§ **Stored data**
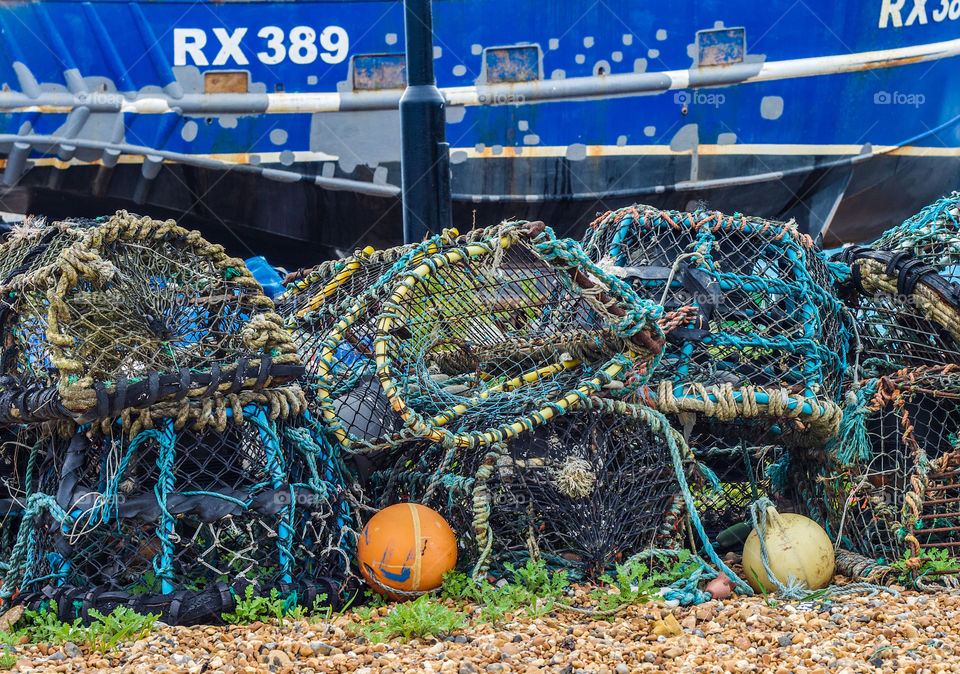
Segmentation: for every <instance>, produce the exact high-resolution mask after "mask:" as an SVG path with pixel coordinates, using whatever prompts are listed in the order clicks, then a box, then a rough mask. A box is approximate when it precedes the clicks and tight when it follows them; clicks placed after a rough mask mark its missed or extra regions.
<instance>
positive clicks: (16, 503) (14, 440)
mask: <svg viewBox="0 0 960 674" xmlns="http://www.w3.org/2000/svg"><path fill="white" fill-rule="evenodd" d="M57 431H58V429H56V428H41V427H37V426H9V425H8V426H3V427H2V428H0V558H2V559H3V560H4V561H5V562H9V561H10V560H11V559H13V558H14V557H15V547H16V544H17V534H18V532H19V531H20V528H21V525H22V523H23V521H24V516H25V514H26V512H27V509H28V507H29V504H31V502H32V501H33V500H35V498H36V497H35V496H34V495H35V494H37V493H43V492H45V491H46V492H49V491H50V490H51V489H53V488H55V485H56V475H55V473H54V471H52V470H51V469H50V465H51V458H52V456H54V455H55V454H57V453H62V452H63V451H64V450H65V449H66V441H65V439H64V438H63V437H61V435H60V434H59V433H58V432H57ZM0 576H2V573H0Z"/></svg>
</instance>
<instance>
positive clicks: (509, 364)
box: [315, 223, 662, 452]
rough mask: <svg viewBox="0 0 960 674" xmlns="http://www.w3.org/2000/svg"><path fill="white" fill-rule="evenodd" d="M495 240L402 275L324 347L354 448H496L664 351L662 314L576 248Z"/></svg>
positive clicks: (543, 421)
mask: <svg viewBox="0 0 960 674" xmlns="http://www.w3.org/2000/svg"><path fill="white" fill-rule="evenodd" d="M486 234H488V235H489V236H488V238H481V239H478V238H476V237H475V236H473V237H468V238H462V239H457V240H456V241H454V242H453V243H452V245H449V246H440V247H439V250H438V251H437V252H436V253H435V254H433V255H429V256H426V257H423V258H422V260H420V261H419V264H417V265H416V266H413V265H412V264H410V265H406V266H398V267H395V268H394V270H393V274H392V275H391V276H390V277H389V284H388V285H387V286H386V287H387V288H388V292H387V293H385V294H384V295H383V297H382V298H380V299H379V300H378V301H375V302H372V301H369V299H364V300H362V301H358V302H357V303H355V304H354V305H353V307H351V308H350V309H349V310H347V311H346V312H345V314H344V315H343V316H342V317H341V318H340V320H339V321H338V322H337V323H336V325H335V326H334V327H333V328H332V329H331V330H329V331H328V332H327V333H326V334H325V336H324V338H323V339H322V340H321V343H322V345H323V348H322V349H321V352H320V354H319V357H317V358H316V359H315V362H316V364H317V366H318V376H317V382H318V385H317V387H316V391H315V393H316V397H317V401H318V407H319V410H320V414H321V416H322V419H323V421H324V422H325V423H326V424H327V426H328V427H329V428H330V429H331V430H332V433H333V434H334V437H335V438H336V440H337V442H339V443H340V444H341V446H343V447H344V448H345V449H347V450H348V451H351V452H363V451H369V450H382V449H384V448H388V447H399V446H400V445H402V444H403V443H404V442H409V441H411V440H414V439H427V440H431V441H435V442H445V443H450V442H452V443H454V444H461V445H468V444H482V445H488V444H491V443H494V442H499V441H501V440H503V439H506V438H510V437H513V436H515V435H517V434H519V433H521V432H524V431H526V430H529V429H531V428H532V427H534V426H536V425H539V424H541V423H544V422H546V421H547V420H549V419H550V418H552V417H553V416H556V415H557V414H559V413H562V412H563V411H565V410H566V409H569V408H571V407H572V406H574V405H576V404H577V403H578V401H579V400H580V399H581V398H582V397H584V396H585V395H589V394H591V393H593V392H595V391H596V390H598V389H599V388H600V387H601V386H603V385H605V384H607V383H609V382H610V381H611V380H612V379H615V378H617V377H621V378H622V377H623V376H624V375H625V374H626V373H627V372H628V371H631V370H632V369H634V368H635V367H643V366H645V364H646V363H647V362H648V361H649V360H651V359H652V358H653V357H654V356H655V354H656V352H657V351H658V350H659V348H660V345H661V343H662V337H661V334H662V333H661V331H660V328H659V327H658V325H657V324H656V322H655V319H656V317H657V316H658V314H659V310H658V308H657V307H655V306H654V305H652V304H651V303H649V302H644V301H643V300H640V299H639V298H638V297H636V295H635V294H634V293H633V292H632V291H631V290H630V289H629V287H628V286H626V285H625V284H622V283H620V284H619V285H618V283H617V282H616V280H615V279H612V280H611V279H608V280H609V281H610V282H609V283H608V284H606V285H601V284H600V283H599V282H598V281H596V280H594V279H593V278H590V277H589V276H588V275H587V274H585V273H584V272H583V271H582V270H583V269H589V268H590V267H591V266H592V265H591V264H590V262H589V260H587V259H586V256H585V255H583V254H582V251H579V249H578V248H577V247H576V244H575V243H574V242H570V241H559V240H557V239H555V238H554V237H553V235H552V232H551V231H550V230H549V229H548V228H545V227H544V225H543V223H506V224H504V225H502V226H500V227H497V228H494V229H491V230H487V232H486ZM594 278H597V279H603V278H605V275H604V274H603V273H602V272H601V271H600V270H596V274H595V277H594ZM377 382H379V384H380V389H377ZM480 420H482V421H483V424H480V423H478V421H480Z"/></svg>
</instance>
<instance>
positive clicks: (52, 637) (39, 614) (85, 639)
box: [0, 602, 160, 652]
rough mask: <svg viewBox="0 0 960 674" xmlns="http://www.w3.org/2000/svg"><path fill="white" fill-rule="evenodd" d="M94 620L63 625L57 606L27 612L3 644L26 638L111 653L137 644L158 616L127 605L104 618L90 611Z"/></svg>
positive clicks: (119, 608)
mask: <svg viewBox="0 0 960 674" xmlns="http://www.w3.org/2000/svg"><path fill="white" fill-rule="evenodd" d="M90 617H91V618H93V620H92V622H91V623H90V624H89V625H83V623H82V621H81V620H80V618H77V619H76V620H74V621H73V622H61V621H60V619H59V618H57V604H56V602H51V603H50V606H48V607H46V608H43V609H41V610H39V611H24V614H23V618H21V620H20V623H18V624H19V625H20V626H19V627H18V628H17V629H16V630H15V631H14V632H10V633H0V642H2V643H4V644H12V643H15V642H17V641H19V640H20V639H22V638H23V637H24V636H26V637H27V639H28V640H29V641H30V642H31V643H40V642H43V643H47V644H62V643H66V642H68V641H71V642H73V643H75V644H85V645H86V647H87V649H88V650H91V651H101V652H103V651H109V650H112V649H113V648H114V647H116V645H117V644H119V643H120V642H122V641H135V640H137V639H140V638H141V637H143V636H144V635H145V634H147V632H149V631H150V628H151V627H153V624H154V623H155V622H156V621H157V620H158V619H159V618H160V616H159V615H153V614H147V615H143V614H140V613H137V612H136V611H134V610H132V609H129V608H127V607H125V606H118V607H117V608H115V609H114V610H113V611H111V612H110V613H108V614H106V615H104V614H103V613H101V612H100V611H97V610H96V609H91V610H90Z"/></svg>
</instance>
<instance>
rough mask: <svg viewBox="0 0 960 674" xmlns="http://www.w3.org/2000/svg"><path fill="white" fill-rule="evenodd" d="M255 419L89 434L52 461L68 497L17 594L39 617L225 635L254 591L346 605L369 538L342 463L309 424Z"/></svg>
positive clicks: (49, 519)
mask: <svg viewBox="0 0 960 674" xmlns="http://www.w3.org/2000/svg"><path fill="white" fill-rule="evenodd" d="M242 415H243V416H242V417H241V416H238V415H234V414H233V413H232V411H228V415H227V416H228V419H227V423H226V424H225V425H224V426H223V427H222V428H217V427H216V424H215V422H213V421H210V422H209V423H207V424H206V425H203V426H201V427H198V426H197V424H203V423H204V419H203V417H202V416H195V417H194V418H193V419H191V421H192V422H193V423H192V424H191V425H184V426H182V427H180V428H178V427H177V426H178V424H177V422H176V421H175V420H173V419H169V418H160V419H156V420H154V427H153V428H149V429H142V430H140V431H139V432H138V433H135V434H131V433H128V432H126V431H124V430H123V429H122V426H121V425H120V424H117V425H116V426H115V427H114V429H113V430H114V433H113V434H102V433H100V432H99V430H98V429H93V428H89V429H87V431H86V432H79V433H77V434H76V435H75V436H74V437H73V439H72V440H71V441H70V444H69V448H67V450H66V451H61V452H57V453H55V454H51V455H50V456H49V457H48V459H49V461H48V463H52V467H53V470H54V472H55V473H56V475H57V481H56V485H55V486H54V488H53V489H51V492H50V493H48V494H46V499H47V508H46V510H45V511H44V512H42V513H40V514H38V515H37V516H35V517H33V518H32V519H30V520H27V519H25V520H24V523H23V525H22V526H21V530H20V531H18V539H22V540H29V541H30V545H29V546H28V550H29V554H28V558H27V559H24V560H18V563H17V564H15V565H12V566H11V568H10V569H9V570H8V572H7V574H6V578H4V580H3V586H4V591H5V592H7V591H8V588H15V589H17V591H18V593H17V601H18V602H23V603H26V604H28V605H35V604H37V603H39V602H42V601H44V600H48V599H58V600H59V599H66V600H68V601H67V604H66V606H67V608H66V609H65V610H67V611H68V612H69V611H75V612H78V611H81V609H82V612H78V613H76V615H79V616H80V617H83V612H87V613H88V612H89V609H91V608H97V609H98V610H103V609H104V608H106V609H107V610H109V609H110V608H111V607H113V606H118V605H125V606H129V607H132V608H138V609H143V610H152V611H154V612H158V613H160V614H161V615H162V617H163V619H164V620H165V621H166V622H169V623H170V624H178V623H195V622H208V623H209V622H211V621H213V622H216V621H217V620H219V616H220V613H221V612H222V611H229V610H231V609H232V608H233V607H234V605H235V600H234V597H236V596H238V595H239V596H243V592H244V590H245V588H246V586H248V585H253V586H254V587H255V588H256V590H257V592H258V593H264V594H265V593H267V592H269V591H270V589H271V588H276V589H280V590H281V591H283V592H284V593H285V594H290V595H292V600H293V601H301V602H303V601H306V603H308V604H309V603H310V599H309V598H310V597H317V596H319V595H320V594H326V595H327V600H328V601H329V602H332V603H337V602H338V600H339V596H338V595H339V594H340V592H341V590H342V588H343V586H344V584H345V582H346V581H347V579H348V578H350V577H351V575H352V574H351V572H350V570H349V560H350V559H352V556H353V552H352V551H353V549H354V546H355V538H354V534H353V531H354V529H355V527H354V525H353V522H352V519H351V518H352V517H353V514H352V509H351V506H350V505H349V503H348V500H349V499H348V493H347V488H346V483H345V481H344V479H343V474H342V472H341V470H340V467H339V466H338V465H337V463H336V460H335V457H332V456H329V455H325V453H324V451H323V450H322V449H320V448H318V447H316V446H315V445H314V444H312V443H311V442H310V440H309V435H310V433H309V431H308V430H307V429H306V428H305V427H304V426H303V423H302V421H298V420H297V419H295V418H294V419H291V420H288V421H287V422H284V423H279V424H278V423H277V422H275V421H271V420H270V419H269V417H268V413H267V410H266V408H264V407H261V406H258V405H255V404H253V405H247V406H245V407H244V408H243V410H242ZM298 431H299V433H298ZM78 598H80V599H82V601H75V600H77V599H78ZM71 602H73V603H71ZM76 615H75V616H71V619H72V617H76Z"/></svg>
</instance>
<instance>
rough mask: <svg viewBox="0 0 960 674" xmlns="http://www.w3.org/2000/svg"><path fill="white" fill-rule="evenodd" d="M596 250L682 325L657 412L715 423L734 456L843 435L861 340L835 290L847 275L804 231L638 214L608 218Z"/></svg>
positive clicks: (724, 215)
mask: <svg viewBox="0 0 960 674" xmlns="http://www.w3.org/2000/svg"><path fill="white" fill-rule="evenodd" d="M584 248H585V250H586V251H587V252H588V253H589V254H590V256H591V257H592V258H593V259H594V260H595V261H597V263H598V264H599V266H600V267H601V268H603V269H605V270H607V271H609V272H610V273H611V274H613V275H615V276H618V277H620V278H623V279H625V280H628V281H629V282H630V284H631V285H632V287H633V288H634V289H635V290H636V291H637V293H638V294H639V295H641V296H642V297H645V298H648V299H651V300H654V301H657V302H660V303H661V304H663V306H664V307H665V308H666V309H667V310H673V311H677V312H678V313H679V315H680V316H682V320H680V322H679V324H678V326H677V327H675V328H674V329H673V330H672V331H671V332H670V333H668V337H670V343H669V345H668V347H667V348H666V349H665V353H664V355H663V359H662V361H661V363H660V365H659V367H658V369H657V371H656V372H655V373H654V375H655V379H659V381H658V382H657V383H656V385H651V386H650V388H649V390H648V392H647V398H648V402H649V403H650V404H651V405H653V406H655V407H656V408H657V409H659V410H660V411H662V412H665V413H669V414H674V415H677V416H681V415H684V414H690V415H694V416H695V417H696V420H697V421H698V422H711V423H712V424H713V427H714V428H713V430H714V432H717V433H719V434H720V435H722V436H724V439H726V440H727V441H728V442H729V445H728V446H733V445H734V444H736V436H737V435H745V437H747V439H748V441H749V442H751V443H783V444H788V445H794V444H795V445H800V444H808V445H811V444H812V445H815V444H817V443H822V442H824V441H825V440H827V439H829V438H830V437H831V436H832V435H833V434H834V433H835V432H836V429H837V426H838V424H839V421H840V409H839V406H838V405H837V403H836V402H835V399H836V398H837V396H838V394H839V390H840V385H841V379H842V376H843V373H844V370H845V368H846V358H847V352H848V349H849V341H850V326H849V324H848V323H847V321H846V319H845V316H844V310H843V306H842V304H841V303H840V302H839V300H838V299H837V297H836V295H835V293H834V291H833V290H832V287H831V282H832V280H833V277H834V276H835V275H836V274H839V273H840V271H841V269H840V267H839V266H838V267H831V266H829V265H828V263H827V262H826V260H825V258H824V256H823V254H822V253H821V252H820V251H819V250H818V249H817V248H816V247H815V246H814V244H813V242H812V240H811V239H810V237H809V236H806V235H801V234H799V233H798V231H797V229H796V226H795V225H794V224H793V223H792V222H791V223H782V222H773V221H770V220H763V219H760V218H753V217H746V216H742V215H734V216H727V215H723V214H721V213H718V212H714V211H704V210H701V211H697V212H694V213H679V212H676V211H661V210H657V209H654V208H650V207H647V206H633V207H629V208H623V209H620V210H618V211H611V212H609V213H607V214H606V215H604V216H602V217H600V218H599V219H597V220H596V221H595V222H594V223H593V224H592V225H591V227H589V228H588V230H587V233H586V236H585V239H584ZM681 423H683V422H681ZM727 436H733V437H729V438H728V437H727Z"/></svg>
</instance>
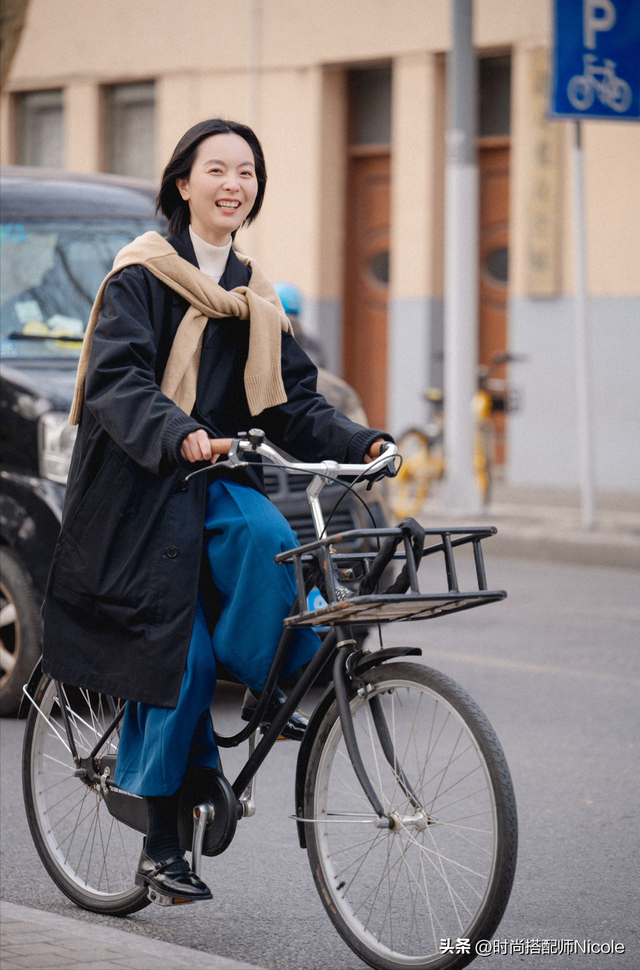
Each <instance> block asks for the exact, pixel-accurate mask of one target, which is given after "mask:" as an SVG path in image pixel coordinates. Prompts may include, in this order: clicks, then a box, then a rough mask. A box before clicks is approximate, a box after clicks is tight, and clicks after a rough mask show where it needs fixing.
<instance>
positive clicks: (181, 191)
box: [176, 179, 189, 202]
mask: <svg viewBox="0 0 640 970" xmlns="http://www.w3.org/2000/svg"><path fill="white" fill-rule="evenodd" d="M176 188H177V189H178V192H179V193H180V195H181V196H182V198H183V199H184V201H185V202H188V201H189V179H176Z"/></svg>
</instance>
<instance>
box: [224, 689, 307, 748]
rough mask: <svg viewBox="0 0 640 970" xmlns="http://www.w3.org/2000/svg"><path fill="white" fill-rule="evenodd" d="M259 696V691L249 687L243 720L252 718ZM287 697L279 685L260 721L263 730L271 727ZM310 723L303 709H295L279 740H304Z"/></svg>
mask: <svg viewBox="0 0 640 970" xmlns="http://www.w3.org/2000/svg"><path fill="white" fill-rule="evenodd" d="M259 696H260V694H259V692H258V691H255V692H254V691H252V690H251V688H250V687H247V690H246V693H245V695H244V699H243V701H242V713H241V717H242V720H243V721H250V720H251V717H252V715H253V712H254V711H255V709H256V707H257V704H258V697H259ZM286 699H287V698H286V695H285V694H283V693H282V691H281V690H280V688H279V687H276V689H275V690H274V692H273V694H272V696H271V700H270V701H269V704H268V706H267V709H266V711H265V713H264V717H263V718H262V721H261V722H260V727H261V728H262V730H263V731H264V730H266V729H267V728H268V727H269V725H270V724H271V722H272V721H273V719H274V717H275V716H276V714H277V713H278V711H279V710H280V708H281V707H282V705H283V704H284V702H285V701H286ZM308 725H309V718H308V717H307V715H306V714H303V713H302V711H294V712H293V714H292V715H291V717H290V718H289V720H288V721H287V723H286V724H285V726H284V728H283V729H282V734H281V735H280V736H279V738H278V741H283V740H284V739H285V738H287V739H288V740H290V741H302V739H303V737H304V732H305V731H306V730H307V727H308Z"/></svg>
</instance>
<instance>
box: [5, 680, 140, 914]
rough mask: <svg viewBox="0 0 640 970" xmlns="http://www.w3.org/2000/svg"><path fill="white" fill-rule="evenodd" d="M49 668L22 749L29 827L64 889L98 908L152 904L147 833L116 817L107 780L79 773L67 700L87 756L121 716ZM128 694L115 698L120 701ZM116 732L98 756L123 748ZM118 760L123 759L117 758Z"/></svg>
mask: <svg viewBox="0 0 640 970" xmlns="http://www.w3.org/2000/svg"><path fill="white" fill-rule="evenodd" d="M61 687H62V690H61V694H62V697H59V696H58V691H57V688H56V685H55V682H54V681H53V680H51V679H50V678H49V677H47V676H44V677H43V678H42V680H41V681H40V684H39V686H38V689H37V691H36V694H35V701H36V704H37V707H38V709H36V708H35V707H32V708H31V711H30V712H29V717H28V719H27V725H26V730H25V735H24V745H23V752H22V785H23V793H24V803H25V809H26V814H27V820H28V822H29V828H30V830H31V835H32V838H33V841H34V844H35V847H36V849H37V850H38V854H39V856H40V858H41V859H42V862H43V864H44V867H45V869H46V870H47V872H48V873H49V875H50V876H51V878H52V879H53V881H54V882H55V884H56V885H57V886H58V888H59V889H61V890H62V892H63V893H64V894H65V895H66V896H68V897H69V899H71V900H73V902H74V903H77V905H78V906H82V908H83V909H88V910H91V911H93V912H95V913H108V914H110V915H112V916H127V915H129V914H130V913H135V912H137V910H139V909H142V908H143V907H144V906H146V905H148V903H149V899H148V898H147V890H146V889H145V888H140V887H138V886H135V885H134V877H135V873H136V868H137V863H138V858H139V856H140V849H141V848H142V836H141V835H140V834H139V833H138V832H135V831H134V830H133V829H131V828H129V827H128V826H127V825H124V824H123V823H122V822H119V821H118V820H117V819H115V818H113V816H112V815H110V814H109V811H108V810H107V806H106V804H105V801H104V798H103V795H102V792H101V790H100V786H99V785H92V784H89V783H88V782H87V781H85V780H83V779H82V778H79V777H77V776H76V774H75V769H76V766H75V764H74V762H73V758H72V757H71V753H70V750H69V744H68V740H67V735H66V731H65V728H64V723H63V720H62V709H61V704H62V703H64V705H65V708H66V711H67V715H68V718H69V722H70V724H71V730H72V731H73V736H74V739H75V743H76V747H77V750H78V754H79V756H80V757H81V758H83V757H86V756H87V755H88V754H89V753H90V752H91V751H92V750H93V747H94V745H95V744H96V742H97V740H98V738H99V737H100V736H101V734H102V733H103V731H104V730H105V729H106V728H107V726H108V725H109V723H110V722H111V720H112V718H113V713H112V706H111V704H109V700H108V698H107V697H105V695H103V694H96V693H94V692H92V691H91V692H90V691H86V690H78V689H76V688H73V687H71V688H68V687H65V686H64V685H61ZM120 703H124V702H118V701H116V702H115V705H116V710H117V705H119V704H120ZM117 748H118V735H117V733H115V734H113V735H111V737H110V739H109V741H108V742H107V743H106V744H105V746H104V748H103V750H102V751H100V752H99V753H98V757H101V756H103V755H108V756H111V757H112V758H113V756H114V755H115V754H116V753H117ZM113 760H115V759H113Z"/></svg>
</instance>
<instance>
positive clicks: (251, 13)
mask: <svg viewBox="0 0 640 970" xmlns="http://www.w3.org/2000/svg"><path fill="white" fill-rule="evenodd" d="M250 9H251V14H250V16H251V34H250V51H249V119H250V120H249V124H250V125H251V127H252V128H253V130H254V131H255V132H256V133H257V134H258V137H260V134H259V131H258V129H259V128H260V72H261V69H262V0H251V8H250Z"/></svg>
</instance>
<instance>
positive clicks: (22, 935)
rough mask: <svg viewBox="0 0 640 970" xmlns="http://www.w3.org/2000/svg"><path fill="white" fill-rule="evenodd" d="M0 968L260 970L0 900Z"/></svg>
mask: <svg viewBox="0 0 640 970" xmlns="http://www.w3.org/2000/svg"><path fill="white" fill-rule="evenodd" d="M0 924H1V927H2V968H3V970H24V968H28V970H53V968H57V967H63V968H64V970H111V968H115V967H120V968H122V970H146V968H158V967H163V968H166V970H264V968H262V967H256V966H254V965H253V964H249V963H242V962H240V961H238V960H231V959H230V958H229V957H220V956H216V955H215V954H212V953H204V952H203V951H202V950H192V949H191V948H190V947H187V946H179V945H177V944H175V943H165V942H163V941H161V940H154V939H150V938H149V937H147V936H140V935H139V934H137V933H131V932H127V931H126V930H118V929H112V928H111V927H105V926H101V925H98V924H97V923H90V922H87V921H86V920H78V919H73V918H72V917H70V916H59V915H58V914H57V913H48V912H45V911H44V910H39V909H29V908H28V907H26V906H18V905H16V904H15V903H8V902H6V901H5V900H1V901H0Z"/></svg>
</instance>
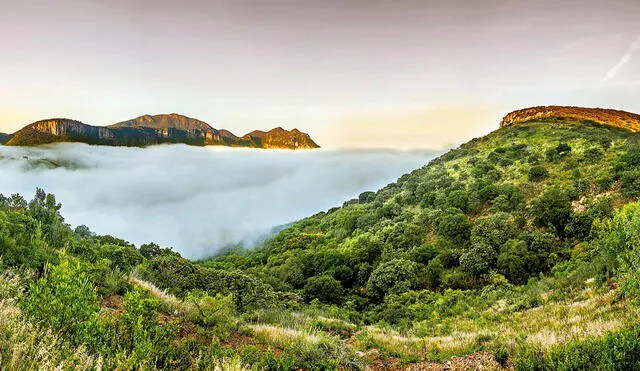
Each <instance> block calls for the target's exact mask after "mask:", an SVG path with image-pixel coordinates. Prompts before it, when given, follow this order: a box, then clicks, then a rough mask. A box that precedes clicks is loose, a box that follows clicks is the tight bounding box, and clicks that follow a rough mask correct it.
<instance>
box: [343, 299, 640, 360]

§ **What to work on**
Please copy out the records from their beginning through the line holding "positive clicks: (16, 503) (14, 440)", both ends included, keeping every character unchanged and leaving out the pictures.

§ **Answer to the exercise**
Segmentation: for every <instance>, produce the exact high-resolution mask after "mask:" as an SVG path with pixel coordinates, using whatever prompts are listed in the order clicks, then a box, then a rough mask. A box is approximate when it precedes the clicks and tight when it follows them; clicks placed after a rough mask mark its missed or extra regions.
<instance>
positive clicks: (16, 503) (14, 440)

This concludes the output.